Copy out the data below, swapping each "single pin" for "single point" and leaving everything else unchanged. Leave the pictures out of your copy.

[START]

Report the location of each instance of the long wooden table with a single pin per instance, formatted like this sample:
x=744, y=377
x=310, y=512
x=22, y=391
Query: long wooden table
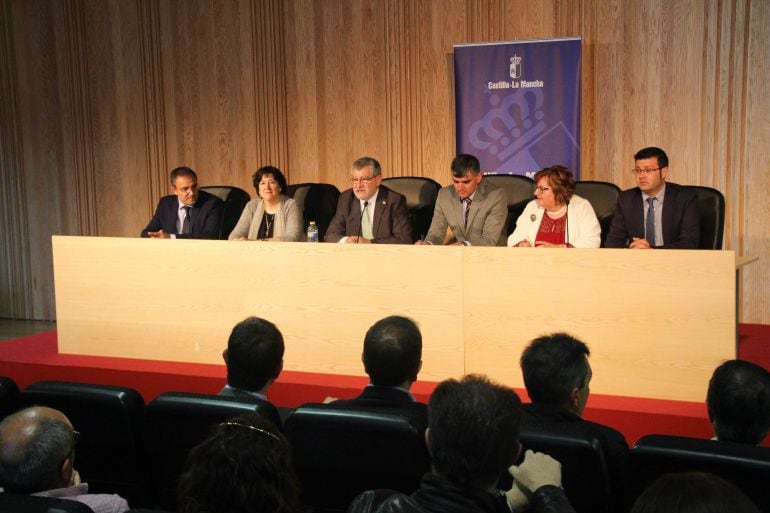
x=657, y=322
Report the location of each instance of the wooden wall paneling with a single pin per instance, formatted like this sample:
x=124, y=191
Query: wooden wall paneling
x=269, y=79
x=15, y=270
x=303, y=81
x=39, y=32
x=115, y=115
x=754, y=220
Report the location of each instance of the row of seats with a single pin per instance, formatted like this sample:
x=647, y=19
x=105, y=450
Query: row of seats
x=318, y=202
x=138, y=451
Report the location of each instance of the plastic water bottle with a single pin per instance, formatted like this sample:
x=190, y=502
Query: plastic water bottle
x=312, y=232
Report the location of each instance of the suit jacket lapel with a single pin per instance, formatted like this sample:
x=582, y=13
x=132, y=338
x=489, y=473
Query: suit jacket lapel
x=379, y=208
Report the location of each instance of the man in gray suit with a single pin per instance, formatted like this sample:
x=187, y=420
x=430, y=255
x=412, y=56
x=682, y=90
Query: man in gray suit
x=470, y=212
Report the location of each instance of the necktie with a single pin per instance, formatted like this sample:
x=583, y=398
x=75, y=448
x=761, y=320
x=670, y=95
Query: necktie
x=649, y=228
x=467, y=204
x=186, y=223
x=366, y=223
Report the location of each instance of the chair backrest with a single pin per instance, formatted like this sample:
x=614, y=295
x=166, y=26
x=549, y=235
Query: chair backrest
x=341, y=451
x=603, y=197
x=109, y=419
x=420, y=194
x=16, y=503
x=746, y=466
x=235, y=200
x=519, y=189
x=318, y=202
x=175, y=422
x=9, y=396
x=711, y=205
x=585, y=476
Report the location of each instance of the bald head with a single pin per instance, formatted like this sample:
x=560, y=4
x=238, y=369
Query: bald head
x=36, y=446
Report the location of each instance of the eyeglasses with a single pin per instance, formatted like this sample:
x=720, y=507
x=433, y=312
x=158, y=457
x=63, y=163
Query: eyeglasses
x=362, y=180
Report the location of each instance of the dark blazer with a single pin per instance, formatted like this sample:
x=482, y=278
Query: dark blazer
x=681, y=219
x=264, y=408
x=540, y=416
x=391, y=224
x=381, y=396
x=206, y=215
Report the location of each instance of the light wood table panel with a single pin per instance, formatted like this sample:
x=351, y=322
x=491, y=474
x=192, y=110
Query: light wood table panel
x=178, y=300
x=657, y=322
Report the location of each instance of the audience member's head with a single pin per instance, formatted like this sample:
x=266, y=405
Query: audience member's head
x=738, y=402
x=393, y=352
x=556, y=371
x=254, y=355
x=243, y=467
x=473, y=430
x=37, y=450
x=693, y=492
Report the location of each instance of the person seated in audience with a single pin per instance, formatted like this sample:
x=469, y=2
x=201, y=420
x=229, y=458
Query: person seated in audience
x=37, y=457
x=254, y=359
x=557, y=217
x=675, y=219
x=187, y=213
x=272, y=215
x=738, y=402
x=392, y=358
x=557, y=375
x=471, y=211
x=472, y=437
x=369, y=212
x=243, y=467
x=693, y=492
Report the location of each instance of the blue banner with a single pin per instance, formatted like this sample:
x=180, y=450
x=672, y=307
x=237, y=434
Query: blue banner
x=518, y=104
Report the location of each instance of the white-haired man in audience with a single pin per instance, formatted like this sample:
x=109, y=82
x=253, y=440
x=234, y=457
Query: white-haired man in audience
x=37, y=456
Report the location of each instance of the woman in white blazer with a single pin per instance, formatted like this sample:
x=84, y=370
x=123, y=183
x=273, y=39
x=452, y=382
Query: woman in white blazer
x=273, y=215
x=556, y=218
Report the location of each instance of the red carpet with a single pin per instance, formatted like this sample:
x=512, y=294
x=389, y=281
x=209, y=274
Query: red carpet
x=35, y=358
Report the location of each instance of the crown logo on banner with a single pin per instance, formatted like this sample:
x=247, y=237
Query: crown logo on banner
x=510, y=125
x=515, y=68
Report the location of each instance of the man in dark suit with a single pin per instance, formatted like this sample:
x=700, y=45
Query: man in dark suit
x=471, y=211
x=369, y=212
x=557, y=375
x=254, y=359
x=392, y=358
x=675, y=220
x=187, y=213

[END]

**The solution**
Report the location of each instance of the long wooden table with a single point per instance, formatted like this sample:
x=744, y=377
x=310, y=512
x=22, y=391
Query: long wooden table
x=657, y=322
Report the location of each instance of the wooden wall paneling with a single point per instance, formatted like this sample:
x=124, y=191
Query: wooden wall paneling
x=269, y=79
x=15, y=270
x=303, y=81
x=39, y=32
x=115, y=115
x=754, y=220
Report the location of each instance of the row of seats with a single point per instance, formatted like this sample:
x=647, y=19
x=105, y=450
Query: row of seats
x=318, y=202
x=138, y=451
Report the location of each instance of the plastic water bottle with a single point per instance, formatted like this sample:
x=190, y=502
Query: plastic water bottle
x=312, y=232
Report the location of each instance of the suit jacket lapel with a single point per instance, formatted like this sample:
x=582, y=13
x=132, y=338
x=489, y=473
Query: suit jacket lapel
x=379, y=208
Report the location of each instance of the man in gray suit with a single point per instance, formatted like this sample:
x=187, y=420
x=430, y=255
x=412, y=56
x=682, y=90
Query: man in gray suit
x=470, y=212
Report the location of each instance of the necktie with a single point per instance, formatted like this sample:
x=583, y=398
x=75, y=448
x=761, y=320
x=670, y=95
Query: necktie
x=649, y=228
x=467, y=204
x=186, y=223
x=366, y=223
Report the location of each instance of the chair backrest with a single point per instance, formatted like this sample:
x=614, y=295
x=166, y=26
x=549, y=235
Query: chair backrest
x=341, y=451
x=603, y=197
x=109, y=419
x=420, y=194
x=16, y=503
x=746, y=466
x=235, y=200
x=519, y=189
x=318, y=202
x=175, y=422
x=9, y=396
x=711, y=205
x=585, y=476
Report the location of each instance of the bald head with a single point per instance, formatted like this sample:
x=560, y=4
x=238, y=369
Query: bald head
x=36, y=446
Report the location of each instance of the eyeglasses with a single point per instance, formatted like this sample:
x=720, y=507
x=433, y=312
x=158, y=457
x=63, y=163
Query: eyeglasses
x=362, y=180
Report the location of each instance of the dark blazer with a single point per instance, formatted like this sample:
x=482, y=278
Query: dark blazer
x=681, y=219
x=264, y=408
x=540, y=416
x=391, y=224
x=381, y=396
x=206, y=215
Report the location of each instance of the light wood table panel with a single point per instance, formatted like this sample:
x=351, y=322
x=491, y=474
x=192, y=110
Query: light wood table panel
x=178, y=300
x=657, y=322
Report the location of each instance of the audience member's head with a single point per instance, formatted like this sample:
x=266, y=405
Query: audience member's head
x=738, y=402
x=393, y=352
x=556, y=371
x=254, y=355
x=243, y=467
x=473, y=430
x=37, y=450
x=693, y=492
Report the location of each instance of the person seated in audience with a single point per instance, formatted like this sample:
x=469, y=2
x=201, y=420
x=229, y=458
Query: person seated in audience
x=37, y=457
x=254, y=359
x=557, y=217
x=675, y=219
x=187, y=213
x=272, y=215
x=738, y=402
x=392, y=358
x=557, y=375
x=471, y=211
x=472, y=437
x=369, y=212
x=243, y=467
x=693, y=492
Report the location of each instance of the blue banner with a single point per instance, formatted like this sample:
x=180, y=450
x=672, y=307
x=237, y=434
Query: blue banner
x=518, y=104
Report the location of each instance of the white-haired man in audience with a single point per instance, formatted like this sample:
x=109, y=82
x=253, y=440
x=234, y=457
Query: white-haired man in audience
x=37, y=456
Report the location of each instance of the woman in white blazer with a single point per instance, formatted like this sample:
x=84, y=370
x=123, y=183
x=273, y=39
x=452, y=382
Query: woman in white blazer
x=273, y=215
x=556, y=218
Report the location of each instance of the red carpet with a single point per instance, formatted like this sample:
x=512, y=294
x=389, y=281
x=209, y=274
Query: red carpet
x=35, y=358
Report the location of each instance of the crown logo on banner with a single point per instance, formatted like this sample:
x=247, y=237
Query: crown logo on banner
x=510, y=125
x=515, y=68
Report the location of each instance of the man in dark suit with a single point per instance, formatted like this sample:
x=700, y=45
Query: man in dark suit
x=471, y=211
x=369, y=212
x=557, y=375
x=254, y=359
x=392, y=358
x=675, y=220
x=187, y=213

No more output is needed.